| EXERCISE |
Look for "Mark each instance of the wooden fence" in the records below, then copy that line and every line after it, exactly and with nothing added.

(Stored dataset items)
•••••

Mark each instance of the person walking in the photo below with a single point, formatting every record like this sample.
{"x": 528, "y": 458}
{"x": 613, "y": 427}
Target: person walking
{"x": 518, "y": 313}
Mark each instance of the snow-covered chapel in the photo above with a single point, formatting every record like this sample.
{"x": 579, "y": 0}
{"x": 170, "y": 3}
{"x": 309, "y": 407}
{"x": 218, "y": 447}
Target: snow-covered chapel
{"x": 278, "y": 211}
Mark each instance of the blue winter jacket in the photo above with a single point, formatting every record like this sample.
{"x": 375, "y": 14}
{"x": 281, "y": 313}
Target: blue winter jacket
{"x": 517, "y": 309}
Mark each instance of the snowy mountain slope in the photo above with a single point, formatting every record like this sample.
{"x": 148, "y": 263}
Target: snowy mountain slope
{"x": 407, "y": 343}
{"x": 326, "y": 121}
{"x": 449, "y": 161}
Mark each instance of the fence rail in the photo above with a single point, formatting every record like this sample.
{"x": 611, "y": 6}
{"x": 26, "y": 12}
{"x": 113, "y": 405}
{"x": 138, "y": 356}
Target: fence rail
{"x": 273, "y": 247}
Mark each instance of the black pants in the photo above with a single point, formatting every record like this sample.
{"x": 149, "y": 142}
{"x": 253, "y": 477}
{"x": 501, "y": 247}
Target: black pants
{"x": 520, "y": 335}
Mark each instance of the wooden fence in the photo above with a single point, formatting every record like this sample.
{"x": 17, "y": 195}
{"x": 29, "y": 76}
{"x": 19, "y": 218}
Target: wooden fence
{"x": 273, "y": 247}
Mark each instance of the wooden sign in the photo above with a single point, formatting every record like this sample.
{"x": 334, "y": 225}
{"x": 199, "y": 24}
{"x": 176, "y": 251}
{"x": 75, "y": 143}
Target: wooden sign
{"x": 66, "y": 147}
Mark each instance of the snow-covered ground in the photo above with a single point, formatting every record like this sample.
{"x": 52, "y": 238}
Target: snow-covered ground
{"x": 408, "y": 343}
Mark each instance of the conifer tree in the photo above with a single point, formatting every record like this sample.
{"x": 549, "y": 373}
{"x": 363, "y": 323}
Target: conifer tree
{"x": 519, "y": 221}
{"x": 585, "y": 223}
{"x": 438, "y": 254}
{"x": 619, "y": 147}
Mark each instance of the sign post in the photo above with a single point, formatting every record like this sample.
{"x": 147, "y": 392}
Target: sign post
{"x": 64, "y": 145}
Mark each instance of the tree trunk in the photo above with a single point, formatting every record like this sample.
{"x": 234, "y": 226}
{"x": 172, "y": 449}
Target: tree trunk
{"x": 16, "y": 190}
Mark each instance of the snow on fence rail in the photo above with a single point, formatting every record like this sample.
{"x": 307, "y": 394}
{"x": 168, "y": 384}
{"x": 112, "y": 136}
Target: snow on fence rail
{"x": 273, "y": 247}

•••••

| THE RESPONSE |
Mark each instance of the wooden fence in the photo above with a single point, formatting every record like this sample.
{"x": 17, "y": 195}
{"x": 29, "y": 76}
{"x": 19, "y": 218}
Target: wooden fence
{"x": 273, "y": 247}
Mark each instance of the wooden sign in the photo above with a single point, formatting every record like this sample.
{"x": 334, "y": 225}
{"x": 199, "y": 24}
{"x": 176, "y": 251}
{"x": 75, "y": 143}
Target: wooden sign
{"x": 66, "y": 147}
Mark each instance of the snow-covered ground in the photo above with a single point, formatting every record like this sample.
{"x": 52, "y": 238}
Target: snow-covered ground
{"x": 408, "y": 343}
Mark each instance of the conifer tree in the photo above with a single point, formatting every record like this sample.
{"x": 549, "y": 373}
{"x": 363, "y": 323}
Target: conifer tree
{"x": 519, "y": 221}
{"x": 585, "y": 223}
{"x": 438, "y": 254}
{"x": 619, "y": 147}
Mark each instance of the sign post in the photo above with a single point, formatting every record like this sample.
{"x": 147, "y": 392}
Target: sign post
{"x": 64, "y": 145}
Mark each instance of the tree trunk in the photo above with a single point, formatting every record like this sample.
{"x": 234, "y": 226}
{"x": 172, "y": 449}
Target: tree trunk
{"x": 16, "y": 190}
Mark each instance of the snow on fence rail in the photo above with a single point, formatting every record like this sample.
{"x": 307, "y": 394}
{"x": 168, "y": 384}
{"x": 112, "y": 136}
Target: snow on fence rail
{"x": 273, "y": 247}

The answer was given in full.